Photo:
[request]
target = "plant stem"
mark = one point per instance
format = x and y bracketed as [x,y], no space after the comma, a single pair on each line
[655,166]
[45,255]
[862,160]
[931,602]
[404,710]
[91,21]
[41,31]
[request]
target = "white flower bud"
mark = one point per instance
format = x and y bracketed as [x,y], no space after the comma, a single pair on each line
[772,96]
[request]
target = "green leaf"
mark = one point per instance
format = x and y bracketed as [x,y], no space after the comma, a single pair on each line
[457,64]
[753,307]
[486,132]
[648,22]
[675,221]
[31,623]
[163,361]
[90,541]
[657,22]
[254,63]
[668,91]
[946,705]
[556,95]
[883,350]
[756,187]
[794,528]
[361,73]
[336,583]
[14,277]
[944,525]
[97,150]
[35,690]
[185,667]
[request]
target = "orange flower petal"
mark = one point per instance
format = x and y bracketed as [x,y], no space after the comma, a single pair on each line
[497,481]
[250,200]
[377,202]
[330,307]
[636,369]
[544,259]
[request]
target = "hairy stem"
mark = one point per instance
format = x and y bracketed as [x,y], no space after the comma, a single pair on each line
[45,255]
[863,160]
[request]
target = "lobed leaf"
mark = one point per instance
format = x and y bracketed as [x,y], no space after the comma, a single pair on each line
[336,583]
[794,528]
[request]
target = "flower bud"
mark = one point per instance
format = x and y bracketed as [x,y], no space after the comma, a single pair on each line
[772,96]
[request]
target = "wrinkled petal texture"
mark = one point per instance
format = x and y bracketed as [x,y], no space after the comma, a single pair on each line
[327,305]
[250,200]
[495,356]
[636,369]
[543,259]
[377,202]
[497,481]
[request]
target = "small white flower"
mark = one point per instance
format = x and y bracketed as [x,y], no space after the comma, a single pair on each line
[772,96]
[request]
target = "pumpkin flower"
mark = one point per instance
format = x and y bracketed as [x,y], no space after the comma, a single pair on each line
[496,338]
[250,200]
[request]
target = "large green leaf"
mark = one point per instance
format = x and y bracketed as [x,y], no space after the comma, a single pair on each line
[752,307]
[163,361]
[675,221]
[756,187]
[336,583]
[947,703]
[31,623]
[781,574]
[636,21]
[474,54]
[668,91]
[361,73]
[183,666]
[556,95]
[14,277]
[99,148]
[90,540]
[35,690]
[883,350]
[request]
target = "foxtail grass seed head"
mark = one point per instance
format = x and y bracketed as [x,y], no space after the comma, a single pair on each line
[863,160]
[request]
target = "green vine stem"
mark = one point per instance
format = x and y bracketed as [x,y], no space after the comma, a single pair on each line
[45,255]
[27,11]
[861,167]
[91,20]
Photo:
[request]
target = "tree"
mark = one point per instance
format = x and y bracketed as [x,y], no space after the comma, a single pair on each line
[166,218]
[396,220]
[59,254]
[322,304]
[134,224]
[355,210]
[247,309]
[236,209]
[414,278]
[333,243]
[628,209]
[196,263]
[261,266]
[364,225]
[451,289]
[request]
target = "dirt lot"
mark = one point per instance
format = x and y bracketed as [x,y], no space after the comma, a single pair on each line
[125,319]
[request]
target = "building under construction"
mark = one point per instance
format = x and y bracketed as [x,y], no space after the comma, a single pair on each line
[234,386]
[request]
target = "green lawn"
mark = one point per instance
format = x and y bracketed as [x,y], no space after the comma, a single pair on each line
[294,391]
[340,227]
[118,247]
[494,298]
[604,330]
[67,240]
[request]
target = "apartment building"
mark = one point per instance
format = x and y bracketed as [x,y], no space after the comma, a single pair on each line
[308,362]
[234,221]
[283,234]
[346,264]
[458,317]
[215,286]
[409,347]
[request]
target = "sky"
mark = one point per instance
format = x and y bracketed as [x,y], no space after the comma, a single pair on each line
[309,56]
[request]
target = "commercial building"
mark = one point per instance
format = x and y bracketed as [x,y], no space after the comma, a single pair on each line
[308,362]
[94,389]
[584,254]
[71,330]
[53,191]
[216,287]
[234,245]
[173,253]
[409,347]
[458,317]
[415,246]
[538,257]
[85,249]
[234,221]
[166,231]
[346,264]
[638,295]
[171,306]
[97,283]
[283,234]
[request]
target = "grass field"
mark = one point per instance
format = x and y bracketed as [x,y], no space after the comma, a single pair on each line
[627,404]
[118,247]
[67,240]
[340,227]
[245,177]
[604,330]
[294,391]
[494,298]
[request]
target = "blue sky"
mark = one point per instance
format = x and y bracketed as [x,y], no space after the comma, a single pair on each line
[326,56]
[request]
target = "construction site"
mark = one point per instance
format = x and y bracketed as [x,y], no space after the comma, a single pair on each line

__Problem details__
Produce an exact copy of every entry above.

__Exercise answer__
Photo:
[request]
target = "plant stem"
mark = one point per instance
format = x and y bracketed as [x,y], no space after the comma, a single pair on each line
[655,166]
[45,255]
[862,160]
[931,602]
[404,710]
[91,21]
[41,31]
[request]
target = "white flower bud"
mark = one point per instance
format = x and y bracketed as [x,y], no space after the comma, a single pair on each line
[772,96]
[request]
target = "green leaf"
mark = one point per instance
format = x and y bracketed as [x,y], no space after the comma, a single pair on each line
[457,64]
[753,307]
[486,132]
[648,22]
[675,221]
[31,623]
[163,361]
[90,541]
[657,22]
[254,63]
[668,91]
[946,705]
[556,95]
[883,350]
[756,187]
[794,528]
[361,73]
[336,583]
[14,277]
[944,525]
[97,150]
[35,690]
[185,667]
[request]
target = "orange flower petal"
mark = one point per instance
format = x and y bracketed as [x,y], no space after the comma, a single pair on each line
[497,481]
[250,200]
[377,202]
[330,307]
[636,369]
[544,259]
[request]
target = "hairy stem"
mark = one point per instance
format = x and y bracketed as [x,y], no space after the comma, a single pair on each line
[45,255]
[863,160]
[request]
target = "lobed leaf"
mark = one point per instance
format = x and y bracketed as [x,y], no space after the comma, a single pair on each line
[336,583]
[794,528]
[request]
target = "flower bud"
mark = one point per instance
format = x and y bracketed as [x,y], no space after the comma, a single pair on each line
[772,96]
[request]
target = "wrinkled petal texture"
mark = one point per instance
format = x and y bracketed as [x,y], no space after the comma, a single pair on each line
[327,305]
[250,200]
[495,356]
[636,369]
[543,259]
[377,202]
[497,481]
[request]
target = "small white flower"
mark = one point per instance
format = x and y bracketed as [x,y], no space after the comma, a single pair on each line
[772,96]
[request]
target = "pumpkin flower"
mark = one point per instance
format = x and y bracketed as [x,y], no space after the comma, a single pair on each line
[496,338]
[250,200]
[request]
target = "large green leaf"
mark = one point per instance
format = x and y bracketed as [x,y], no space after the comma, a single pair on each line
[752,307]
[163,361]
[675,221]
[756,187]
[336,583]
[947,703]
[31,623]
[781,574]
[636,21]
[474,54]
[668,91]
[361,73]
[183,666]
[556,95]
[14,277]
[99,148]
[90,540]
[35,690]
[883,350]
[request]
target = "foxtail grass seed head"
mark = one point per instance
format = x and y bracketed as [x,y], no space after the comma, a single pair on each line
[863,160]
[request]
target = "green vine stem"
mark = one point per instance
format = x and y bracketed as [x,y], no space after the comma, a single pair on each line
[45,255]
[27,11]
[861,167]
[91,20]
Photo:
[request]
target = "tree"
mark = one point per instance
format = x and y bracketed as [x,y], no space after the comma, a single pair on each line
[166,218]
[396,220]
[59,254]
[322,304]
[134,224]
[355,210]
[247,309]
[236,209]
[414,278]
[333,243]
[628,209]
[196,263]
[261,266]
[364,225]
[451,289]
[request]
target = "dirt lot"
mark = one point per instance
format = x and y bracketed as [x,y], no space after the comma, a single pair on each line
[125,319]
[request]
target = "building under construction"
mark = one point per instance
format = x and y bracketed as [x,y], no space after the comma, a single pair on each line
[234,386]
[request]
target = "green lawn"
mark = one point per instance
format = x and y bracketed as [x,y], no space after the comma, a single pair on each line
[294,391]
[340,227]
[118,247]
[494,298]
[604,330]
[67,240]
[request]
target = "apartment building"
mark = one point per instance
format = x and y bracketed as [x,y], no space after the comma, a single pair on each line
[308,362]
[234,221]
[283,234]
[346,264]
[458,317]
[215,286]
[409,347]
[request]
target = "sky"
mark = one point per instance
format = x and y bracketed as [x,y], no space after the comma, a single pair on each line
[309,56]
[request]
target = "commercial building"
mark = one point per instance
format = x and y bracketed as [x,y], no space after the comma, a single pair on each line
[308,362]
[94,389]
[584,254]
[71,330]
[53,191]
[216,287]
[234,245]
[173,253]
[409,347]
[458,317]
[415,246]
[538,257]
[85,249]
[234,221]
[166,231]
[346,264]
[638,295]
[171,306]
[97,283]
[283,234]
[request]
target = "grass field"
mark = one point per instance
format = x and y bracketed as [x,y], no space after the comma, a single pair on each line
[627,404]
[118,247]
[67,240]
[340,227]
[245,177]
[604,330]
[294,391]
[494,298]
[request]
target = "blue sky"
mark = one point per instance
format = x and y bracketed as [x,y], no space after the comma, a single pair on each line
[326,56]
[request]
target = "construction site"
mark = one point per instance
format = x and y bracketed as [x,y], no space after the comma, a single pair on each line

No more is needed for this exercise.